Collected data:

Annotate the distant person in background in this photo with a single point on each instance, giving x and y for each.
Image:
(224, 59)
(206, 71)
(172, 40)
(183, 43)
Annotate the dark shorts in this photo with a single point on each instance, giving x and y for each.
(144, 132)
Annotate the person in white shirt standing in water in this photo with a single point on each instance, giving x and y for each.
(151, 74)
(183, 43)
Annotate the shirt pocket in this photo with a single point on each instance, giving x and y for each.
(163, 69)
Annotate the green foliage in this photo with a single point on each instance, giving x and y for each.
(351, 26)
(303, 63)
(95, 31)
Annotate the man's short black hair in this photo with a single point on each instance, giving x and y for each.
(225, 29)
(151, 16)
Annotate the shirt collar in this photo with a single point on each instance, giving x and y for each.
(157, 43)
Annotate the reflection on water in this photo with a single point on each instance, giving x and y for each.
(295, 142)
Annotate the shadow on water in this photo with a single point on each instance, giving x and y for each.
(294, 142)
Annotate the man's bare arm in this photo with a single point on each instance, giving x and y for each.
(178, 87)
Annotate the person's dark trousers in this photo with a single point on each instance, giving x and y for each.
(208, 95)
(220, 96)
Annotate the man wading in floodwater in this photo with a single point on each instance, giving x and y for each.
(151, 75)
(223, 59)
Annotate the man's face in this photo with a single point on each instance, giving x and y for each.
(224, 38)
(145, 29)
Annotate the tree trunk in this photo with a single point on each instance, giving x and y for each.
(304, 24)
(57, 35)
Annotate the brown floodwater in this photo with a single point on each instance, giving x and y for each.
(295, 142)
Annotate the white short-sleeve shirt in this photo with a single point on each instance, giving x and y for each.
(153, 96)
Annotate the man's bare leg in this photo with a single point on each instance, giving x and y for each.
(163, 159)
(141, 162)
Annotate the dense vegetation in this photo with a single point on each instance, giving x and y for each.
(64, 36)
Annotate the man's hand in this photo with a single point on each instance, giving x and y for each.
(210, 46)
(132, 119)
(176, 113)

_YOUR TASK_. Reproduce all data above, unchanged.

_RESPONSE_.
Annotate the distant person in background in this photo with a single point on each instance, giving x and y for each.
Image:
(224, 59)
(206, 71)
(172, 40)
(183, 43)
Annotate the dark shorts in this photo with a single point on each instance, giving x and y for each.
(144, 132)
Annotate the person in white shirt standing in water in this photo with a single point on each instance, giving x and y for each.
(151, 74)
(183, 43)
Annotate the shirt pocket in this photo with a single point on each instance, giving x and y for each.
(163, 69)
Annotate the green foliage in this photo with a single point on each instance, giving x and y for each.
(351, 26)
(303, 63)
(95, 31)
Annotate the man's short black hair in this photo with a single point on each instance, giving x and y for each.
(225, 29)
(151, 16)
Annotate the shirt collar in this photo with a single point on each instance, giving x and y for each.
(157, 43)
Annotate the reflection on water in this photo with a single point on each instance, giving x and y for each.
(295, 142)
Annotate the shadow on water in this photo with a single point on each instance, giving x and y for each.
(294, 142)
Annotate the man's bare arm in this photo with a single point on each instance, giving x and y for each.
(178, 87)
Annotate the person's dark trousers in this photo with a single point on each instance, giving x and y for each.
(208, 95)
(220, 96)
Annotate the man wading in floodwater in this photo with a single point on each instance, giving x and y for each.
(151, 75)
(223, 59)
Annotate the man's face in this photo with a single point on each instance, giving x and y for each.
(224, 38)
(145, 29)
Annotate the tree trunk in this photo with a single point on each instance, giving x and y for each.
(304, 24)
(57, 35)
Annotate the brown floodwater in this photo with a single point on each instance, giving x and y for each.
(295, 142)
Annotate the white short-sleeve shirt in this photo with a single point on each instance, giving x and y for each.
(153, 96)
Annotate the man's bare leg in this photo with a single point on each instance, giving x and y for each.
(163, 159)
(141, 162)
Annotate the dense vegetation in this photo with a single point on each instance, giving x and y for each.
(64, 36)
Annotate the man's hand in this photo with a single point on each instance, giving x and y for each.
(210, 46)
(132, 119)
(176, 113)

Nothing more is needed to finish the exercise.